Show each line of the data below that contains the string "woman", copied in full. Matching is case-sensitive.

— start of RAW RECORDS —

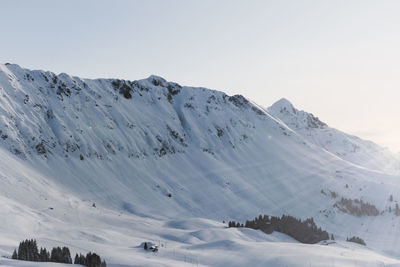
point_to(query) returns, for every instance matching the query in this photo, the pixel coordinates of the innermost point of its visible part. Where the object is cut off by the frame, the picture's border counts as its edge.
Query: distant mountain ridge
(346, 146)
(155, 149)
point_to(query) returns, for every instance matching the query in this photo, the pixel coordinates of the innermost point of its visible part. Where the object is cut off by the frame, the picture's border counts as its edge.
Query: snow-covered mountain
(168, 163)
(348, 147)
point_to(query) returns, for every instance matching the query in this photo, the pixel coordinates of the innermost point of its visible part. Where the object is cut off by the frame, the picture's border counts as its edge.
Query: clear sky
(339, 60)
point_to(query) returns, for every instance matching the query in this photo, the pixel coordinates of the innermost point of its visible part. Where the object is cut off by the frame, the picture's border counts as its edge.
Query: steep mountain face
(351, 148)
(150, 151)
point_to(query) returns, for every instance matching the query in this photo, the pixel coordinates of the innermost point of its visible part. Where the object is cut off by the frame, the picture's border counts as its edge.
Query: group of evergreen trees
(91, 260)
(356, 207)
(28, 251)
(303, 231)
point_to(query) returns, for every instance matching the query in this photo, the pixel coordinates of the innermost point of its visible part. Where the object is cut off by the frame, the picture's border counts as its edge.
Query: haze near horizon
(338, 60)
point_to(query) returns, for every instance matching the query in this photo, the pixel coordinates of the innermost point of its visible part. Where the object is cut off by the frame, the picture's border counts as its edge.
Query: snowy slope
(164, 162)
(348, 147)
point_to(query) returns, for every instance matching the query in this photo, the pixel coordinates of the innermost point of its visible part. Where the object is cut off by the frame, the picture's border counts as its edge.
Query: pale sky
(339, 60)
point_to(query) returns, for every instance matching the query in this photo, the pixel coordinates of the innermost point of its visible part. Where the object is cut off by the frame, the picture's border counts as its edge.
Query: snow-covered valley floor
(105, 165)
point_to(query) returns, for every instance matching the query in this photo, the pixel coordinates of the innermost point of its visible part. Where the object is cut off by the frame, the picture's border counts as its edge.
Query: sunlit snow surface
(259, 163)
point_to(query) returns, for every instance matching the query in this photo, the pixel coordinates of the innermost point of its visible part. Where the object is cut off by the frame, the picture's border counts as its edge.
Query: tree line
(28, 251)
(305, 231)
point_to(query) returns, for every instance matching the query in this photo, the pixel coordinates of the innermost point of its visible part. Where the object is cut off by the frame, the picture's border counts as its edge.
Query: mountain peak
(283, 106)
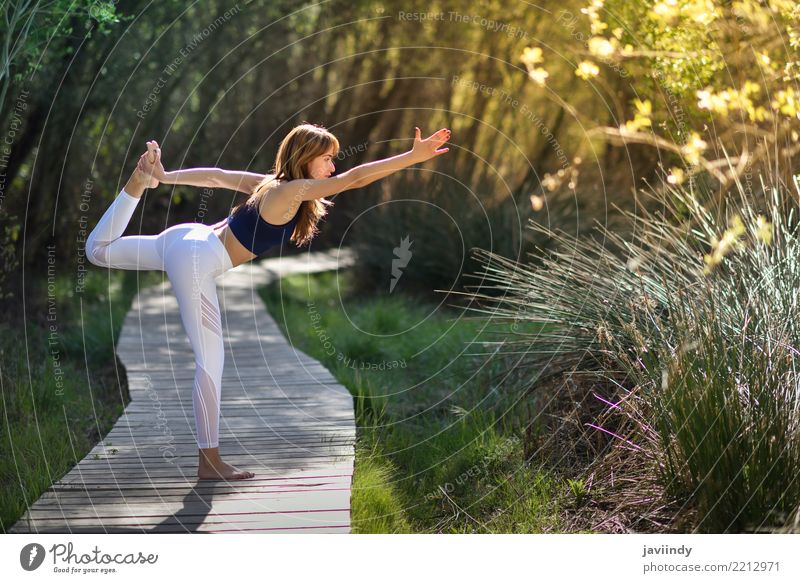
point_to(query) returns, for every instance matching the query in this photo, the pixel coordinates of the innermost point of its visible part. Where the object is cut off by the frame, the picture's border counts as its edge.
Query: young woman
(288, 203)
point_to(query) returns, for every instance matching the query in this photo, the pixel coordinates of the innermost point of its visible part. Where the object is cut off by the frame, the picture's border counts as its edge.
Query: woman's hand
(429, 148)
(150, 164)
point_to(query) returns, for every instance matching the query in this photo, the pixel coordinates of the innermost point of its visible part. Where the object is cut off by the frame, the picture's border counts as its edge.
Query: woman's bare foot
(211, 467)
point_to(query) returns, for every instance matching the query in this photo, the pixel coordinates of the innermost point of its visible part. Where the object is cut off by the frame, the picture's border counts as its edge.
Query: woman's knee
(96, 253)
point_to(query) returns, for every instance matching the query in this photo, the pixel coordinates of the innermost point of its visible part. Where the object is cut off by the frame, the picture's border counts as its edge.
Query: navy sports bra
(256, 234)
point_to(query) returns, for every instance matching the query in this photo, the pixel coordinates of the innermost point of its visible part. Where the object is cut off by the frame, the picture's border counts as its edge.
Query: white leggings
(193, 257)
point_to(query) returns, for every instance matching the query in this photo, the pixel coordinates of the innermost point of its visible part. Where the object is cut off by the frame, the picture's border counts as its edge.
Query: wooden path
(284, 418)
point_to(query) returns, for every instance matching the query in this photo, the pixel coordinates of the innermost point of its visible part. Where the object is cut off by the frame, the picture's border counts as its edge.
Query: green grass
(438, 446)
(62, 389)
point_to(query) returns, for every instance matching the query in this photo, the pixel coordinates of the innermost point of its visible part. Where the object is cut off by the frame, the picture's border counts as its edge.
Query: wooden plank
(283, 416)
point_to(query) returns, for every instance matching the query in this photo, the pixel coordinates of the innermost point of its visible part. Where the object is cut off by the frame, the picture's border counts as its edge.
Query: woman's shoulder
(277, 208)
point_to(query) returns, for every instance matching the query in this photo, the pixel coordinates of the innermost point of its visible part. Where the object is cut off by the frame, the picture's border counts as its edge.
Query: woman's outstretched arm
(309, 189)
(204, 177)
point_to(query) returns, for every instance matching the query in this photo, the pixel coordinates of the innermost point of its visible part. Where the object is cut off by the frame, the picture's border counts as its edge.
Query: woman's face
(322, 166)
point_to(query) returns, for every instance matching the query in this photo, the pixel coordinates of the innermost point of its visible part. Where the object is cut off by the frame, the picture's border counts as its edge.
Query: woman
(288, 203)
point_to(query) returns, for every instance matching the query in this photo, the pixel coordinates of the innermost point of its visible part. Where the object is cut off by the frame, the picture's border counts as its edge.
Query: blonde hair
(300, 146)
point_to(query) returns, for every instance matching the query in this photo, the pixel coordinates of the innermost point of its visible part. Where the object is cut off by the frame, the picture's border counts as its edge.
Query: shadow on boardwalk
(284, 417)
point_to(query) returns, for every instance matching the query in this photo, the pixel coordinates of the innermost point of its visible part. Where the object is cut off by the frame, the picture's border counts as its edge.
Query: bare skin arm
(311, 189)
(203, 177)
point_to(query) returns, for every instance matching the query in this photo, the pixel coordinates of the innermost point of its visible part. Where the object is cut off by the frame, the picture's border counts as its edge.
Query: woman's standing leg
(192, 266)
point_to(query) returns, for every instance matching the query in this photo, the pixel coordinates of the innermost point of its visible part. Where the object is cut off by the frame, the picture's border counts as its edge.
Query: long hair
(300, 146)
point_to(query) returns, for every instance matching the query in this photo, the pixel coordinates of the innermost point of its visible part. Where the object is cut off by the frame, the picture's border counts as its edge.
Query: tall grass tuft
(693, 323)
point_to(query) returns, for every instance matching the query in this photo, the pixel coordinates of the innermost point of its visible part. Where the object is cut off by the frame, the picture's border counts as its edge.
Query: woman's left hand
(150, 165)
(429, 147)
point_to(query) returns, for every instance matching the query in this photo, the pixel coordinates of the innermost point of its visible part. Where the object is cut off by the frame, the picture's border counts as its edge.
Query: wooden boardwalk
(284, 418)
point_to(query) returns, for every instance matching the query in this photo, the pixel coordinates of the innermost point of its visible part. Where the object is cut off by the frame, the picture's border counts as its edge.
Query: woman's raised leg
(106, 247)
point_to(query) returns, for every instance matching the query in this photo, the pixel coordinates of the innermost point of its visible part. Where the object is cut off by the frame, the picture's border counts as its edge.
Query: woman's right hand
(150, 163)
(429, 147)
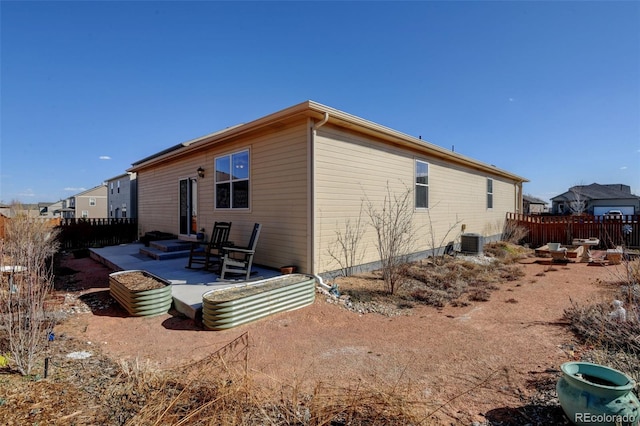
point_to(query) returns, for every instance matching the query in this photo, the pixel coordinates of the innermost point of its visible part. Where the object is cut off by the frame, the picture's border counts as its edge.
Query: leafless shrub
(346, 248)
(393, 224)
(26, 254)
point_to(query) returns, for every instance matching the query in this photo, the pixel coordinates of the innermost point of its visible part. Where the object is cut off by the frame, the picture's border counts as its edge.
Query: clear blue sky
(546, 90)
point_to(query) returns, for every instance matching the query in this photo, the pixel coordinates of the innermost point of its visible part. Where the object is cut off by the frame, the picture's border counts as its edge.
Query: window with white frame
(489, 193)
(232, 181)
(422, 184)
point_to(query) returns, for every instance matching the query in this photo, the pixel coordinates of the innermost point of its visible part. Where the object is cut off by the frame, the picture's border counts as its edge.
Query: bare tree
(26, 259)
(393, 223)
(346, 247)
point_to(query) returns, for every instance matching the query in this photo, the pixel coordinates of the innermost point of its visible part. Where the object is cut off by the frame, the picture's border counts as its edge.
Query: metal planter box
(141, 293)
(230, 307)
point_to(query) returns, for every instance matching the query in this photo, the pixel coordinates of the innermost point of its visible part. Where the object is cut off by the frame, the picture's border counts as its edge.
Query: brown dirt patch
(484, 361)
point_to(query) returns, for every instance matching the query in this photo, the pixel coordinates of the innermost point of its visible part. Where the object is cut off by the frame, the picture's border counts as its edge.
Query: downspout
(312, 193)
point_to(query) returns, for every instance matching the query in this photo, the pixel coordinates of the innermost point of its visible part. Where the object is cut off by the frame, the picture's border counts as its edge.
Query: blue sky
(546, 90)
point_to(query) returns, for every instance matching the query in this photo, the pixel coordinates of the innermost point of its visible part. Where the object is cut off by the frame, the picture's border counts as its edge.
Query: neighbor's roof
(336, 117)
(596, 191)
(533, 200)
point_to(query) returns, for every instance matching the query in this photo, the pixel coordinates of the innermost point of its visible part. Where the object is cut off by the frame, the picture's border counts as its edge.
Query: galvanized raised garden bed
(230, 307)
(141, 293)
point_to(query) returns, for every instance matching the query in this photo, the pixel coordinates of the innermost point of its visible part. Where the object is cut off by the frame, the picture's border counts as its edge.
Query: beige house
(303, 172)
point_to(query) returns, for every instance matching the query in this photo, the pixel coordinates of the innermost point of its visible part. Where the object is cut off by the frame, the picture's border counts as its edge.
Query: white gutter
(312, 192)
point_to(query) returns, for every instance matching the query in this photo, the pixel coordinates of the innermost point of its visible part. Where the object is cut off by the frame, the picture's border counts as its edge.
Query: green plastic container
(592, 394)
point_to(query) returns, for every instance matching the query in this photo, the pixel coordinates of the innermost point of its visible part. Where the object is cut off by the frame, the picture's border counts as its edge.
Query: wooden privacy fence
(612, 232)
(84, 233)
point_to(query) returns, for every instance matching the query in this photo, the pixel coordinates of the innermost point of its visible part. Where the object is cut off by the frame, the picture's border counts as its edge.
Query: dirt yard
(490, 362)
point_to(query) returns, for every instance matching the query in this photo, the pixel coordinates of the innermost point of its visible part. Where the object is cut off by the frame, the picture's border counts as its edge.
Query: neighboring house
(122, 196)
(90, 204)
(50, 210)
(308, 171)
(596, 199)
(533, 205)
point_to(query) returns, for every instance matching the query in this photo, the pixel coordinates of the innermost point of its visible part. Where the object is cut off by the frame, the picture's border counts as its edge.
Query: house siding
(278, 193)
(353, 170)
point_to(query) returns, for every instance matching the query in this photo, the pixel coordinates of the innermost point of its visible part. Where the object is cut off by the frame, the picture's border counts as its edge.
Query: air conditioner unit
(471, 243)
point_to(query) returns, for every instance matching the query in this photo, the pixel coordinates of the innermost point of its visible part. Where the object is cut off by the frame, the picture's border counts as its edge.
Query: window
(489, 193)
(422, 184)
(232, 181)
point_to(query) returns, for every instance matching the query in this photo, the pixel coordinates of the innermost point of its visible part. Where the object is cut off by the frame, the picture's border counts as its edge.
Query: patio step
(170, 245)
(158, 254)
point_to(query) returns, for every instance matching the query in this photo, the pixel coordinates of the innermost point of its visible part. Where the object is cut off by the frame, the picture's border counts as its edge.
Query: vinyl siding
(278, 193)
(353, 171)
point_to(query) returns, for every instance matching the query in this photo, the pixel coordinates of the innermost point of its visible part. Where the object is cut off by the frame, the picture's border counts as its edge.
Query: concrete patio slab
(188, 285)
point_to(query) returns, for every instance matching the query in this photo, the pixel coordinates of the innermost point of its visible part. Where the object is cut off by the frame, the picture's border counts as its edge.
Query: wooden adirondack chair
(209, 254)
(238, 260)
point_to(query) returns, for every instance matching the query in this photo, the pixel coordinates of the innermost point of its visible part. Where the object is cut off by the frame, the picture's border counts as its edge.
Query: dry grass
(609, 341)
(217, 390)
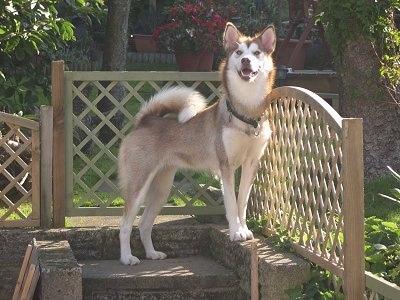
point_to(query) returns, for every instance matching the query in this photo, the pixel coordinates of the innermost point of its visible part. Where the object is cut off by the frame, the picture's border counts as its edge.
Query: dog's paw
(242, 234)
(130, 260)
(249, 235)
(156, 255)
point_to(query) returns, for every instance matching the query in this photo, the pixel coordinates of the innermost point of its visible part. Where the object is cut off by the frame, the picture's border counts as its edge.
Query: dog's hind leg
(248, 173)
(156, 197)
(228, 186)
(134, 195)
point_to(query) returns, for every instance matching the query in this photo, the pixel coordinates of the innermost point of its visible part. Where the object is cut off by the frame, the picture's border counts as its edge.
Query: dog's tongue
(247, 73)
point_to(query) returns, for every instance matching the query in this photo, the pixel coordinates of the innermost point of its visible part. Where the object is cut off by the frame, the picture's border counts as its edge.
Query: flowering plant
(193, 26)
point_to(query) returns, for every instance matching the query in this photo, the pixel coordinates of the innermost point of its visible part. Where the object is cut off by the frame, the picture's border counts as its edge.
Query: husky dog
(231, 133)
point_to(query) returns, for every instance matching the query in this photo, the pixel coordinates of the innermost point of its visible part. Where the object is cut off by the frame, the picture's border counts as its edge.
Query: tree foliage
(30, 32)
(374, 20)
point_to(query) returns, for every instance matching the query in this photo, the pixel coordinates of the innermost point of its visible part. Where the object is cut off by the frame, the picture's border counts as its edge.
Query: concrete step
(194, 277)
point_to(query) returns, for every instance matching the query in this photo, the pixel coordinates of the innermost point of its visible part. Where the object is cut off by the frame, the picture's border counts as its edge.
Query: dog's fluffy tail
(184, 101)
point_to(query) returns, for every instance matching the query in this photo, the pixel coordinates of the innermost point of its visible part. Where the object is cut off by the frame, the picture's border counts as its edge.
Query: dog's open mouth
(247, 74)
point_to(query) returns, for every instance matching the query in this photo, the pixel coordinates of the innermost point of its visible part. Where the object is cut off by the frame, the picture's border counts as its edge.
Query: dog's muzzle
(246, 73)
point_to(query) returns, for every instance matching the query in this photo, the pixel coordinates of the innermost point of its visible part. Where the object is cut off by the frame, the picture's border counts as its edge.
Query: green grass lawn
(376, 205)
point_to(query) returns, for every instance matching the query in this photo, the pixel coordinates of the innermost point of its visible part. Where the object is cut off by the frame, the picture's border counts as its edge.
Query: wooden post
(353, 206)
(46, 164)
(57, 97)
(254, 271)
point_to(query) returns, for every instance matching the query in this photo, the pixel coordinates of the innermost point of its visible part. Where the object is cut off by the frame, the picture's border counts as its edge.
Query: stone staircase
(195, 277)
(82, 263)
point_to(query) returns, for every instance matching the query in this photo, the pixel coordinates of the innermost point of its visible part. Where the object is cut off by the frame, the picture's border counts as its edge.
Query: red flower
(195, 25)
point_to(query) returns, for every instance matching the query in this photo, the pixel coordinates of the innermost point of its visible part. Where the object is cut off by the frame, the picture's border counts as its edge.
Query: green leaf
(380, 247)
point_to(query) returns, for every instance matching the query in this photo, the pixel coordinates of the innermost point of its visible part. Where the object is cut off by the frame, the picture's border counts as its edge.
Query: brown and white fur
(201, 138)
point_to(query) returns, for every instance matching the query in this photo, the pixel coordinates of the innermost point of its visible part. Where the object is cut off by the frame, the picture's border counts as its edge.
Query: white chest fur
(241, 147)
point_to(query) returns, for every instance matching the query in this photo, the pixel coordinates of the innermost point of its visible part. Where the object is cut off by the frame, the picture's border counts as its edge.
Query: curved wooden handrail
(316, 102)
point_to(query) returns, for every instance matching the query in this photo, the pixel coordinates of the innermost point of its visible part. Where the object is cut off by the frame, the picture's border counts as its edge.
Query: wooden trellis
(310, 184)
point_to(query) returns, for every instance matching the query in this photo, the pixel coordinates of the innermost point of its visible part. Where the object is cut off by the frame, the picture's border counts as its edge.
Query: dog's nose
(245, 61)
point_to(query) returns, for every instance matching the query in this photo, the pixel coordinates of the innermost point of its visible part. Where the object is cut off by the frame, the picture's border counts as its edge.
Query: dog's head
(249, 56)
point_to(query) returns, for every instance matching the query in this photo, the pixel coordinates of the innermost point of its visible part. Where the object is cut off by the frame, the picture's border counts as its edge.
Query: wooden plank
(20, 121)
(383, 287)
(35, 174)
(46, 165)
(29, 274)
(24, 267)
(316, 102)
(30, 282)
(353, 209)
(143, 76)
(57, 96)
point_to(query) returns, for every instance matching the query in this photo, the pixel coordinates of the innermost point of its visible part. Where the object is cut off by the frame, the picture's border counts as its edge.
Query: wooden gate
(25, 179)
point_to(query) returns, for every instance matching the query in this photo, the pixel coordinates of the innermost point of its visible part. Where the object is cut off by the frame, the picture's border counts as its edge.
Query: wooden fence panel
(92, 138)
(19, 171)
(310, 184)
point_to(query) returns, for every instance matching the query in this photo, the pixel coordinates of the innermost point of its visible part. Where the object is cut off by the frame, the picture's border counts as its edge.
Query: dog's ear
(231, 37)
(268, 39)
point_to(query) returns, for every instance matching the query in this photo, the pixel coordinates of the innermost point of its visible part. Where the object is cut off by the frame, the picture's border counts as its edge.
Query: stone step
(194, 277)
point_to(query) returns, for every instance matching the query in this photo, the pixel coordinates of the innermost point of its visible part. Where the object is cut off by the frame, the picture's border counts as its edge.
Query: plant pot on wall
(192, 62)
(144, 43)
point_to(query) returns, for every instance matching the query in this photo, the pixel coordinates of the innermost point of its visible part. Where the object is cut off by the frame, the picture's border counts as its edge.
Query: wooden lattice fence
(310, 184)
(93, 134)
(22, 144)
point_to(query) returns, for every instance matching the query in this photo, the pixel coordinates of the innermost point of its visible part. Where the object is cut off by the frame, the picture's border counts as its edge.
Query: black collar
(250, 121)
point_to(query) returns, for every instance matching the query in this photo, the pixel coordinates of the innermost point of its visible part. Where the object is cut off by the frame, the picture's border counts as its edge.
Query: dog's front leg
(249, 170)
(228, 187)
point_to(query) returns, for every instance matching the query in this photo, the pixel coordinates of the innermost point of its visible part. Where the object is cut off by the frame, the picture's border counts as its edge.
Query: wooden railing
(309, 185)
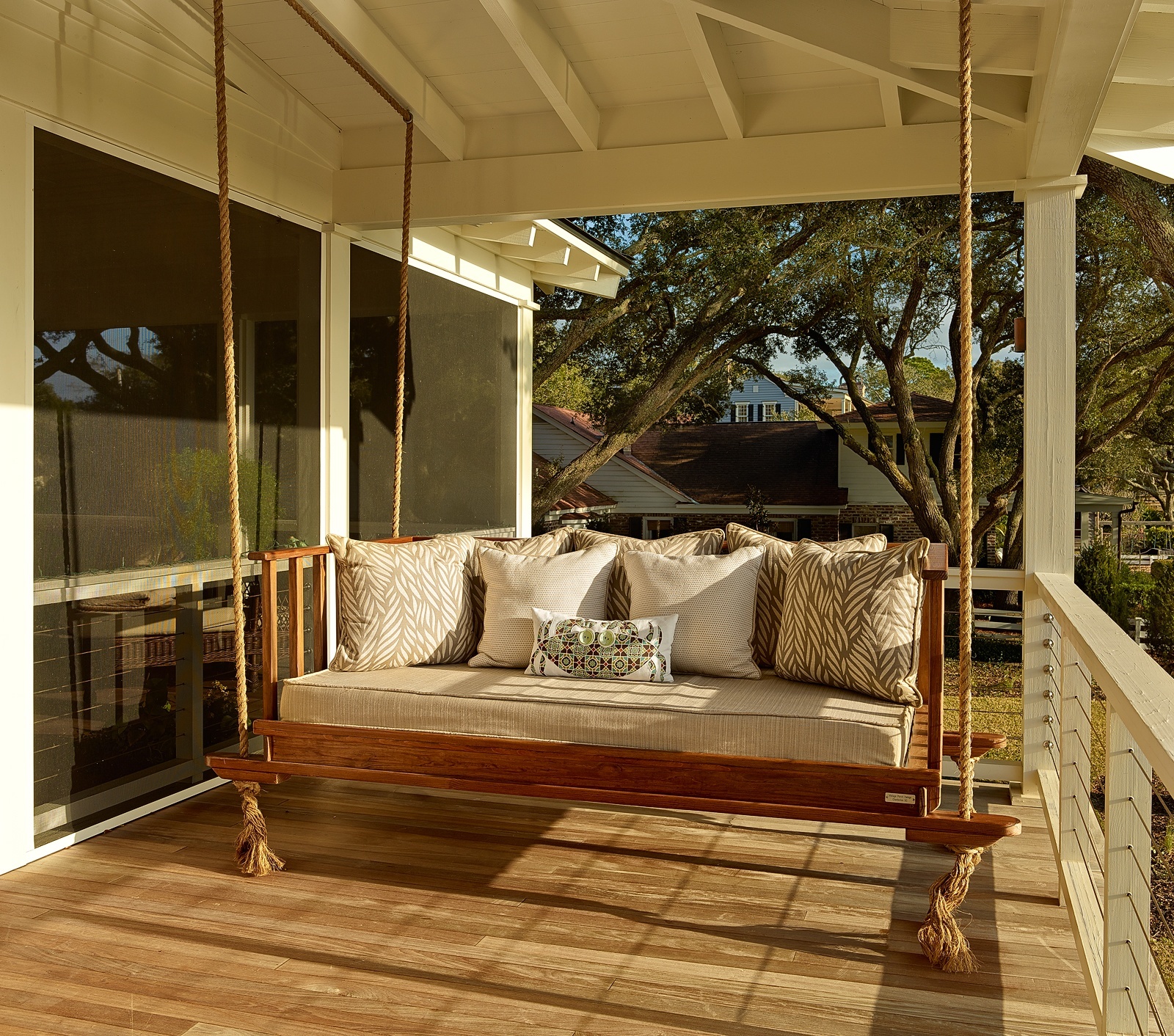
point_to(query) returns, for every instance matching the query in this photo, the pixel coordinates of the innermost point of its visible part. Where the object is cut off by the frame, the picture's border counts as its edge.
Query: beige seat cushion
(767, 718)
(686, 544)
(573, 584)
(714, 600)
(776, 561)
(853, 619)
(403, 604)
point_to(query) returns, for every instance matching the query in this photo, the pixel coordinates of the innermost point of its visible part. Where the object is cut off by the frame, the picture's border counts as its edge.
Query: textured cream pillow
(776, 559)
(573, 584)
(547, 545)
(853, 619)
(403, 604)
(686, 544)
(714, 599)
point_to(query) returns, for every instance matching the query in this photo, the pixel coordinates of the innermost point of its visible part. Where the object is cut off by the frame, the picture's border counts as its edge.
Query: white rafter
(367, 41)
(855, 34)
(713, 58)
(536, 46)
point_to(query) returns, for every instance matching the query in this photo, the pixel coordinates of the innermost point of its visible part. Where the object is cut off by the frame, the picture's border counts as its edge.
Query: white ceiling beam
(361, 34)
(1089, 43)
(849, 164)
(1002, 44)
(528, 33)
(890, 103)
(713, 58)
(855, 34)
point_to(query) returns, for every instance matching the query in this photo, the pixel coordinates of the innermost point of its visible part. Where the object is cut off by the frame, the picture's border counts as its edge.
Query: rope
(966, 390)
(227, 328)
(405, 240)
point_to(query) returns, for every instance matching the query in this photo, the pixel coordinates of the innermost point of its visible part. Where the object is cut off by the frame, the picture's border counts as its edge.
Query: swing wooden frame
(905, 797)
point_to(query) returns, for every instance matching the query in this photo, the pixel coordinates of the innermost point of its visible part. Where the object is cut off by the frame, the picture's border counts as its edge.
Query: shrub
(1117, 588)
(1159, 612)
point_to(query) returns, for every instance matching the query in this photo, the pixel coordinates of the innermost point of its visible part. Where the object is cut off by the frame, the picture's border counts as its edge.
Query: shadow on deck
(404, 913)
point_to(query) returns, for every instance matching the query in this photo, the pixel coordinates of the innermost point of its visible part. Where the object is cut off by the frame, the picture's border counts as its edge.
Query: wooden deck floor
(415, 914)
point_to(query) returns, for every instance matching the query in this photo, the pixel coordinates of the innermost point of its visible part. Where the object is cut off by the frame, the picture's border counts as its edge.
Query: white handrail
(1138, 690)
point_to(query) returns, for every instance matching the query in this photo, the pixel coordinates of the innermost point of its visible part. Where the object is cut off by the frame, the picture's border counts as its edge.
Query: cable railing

— end of RAW RECORDS —

• REPLY
Query: young woman
Query: woman's hand
Query: woman's bare foot
Query: woman's knee
Query: woman's shoulder
Query: woman's outstretched arm
Query: woman's face
Query: woman
Query: woman's standing leg
Query: woman's left hand
Query: woman's raised leg
Query: woman's right hand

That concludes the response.